LIST OF TASKS →
1. In the Lauren Frayer bio, what city was she based in while working as a freelance contributor to NPR?
2. Rewrite the stretch of the listing from the line containing "drop a point: the vegetation" through the end of the listing, changing every "Expected output" to "Answer" and keeping everything else the same. Leave the pictures out of your answer.

TEXT EXCERPT →
········

Lauren Frayer
Lauren Frayer covers India for NPR News. In June 2018, she opened a new NPR bureau in India's biggest city, its financial center, and the heart of Bollywood—Mumbai.
Before moving to India, Lauren was a regular freelance contributor to NPR for seven years, based in Madrid. During that time, she substituted for NPR bureau chiefs in Seoul, London, Istanbul, Islamabad, and Jerusalem. She also served as a guest host of Weekend Edition Sunday.

········

(Image object location listing)
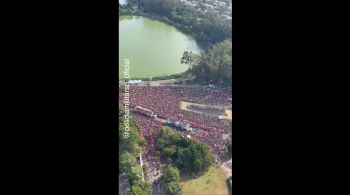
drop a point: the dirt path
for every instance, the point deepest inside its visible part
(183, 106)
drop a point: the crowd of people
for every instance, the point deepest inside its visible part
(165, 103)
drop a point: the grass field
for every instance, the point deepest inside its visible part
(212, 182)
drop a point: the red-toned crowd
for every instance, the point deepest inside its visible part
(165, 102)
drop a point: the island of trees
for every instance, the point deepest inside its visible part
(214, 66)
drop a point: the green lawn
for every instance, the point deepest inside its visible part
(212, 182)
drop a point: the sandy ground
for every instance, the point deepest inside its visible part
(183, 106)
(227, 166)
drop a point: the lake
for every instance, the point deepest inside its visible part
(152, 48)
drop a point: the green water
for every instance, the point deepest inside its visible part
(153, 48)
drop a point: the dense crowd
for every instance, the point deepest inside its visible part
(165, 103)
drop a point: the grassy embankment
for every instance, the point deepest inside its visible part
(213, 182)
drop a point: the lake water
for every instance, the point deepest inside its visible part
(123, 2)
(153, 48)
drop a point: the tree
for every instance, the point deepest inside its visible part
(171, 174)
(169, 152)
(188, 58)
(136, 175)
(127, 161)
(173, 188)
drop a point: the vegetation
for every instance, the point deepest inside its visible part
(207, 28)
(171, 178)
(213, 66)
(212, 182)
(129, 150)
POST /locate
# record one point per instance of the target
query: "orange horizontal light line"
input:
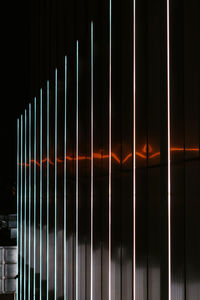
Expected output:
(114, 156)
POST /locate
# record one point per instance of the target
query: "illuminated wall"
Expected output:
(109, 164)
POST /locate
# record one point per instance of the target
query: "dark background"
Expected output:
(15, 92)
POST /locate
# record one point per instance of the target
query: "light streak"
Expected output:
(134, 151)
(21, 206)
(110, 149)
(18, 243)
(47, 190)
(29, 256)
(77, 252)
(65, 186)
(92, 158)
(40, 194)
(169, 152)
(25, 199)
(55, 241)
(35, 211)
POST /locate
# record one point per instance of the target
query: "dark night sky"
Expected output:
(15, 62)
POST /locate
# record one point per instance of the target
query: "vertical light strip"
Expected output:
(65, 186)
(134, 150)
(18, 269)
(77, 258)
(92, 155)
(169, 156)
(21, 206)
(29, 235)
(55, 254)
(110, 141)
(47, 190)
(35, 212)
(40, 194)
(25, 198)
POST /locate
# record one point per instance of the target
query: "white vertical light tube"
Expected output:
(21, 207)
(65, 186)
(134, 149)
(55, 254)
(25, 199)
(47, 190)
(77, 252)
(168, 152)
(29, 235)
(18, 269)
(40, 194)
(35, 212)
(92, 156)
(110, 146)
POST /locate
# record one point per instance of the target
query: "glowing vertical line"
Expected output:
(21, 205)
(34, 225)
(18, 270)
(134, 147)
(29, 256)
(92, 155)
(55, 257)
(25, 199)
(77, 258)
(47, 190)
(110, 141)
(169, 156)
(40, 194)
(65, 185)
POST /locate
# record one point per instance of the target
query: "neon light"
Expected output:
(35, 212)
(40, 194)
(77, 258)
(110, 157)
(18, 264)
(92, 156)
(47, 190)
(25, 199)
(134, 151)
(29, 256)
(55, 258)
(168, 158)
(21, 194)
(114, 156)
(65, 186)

········

OUTPUTS FOR THE TASKS →
1. Madrid

2.
drop a point: the vegetation
for every instance, the point deepest inside its visible part
(207, 28)
(171, 178)
(213, 66)
(212, 182)
(129, 150)
POST /locate
# record one point per instance of the target
query: "orange horizontal light line"
input:
Answer:
(114, 156)
POST /locate
# record one point per instance of the target
query: "illuminated wall"
Answer:
(109, 164)
POST /locate
# record one point per instance of the target
query: "dark background"
Answer:
(15, 92)
POST /locate
# record one point per instance of the target
query: "light streak"
Answer:
(134, 151)
(21, 206)
(110, 149)
(18, 243)
(47, 190)
(29, 256)
(77, 252)
(65, 186)
(92, 158)
(40, 194)
(169, 152)
(25, 199)
(55, 241)
(35, 211)
POST /locate
# record one point per instance of the target
query: "dark night sky"
Answer:
(15, 62)
POST /locate
# record one point per instance of the target
query: "vertical light strip"
Answer:
(65, 186)
(134, 150)
(18, 269)
(77, 258)
(92, 155)
(169, 156)
(21, 206)
(29, 235)
(55, 254)
(110, 141)
(47, 190)
(35, 212)
(40, 194)
(25, 198)
POST /locate
# record one point per instance of the target
query: "white vertical light tube"
Answer:
(21, 207)
(65, 186)
(134, 149)
(55, 254)
(25, 199)
(47, 190)
(77, 252)
(168, 152)
(29, 235)
(18, 269)
(40, 194)
(35, 212)
(92, 156)
(110, 146)
POST /locate
# record one point per instance of the target
query: "glowing vertical line"
Answer:
(21, 205)
(34, 225)
(18, 270)
(134, 147)
(29, 256)
(92, 155)
(55, 257)
(25, 199)
(77, 258)
(47, 190)
(110, 141)
(169, 156)
(40, 194)
(65, 185)
POST /locate
# record one point per instance of the target
query: "neon light"
Answer:
(35, 212)
(40, 194)
(77, 258)
(110, 157)
(18, 264)
(92, 156)
(47, 190)
(25, 199)
(134, 151)
(29, 256)
(55, 258)
(168, 158)
(21, 194)
(114, 156)
(65, 186)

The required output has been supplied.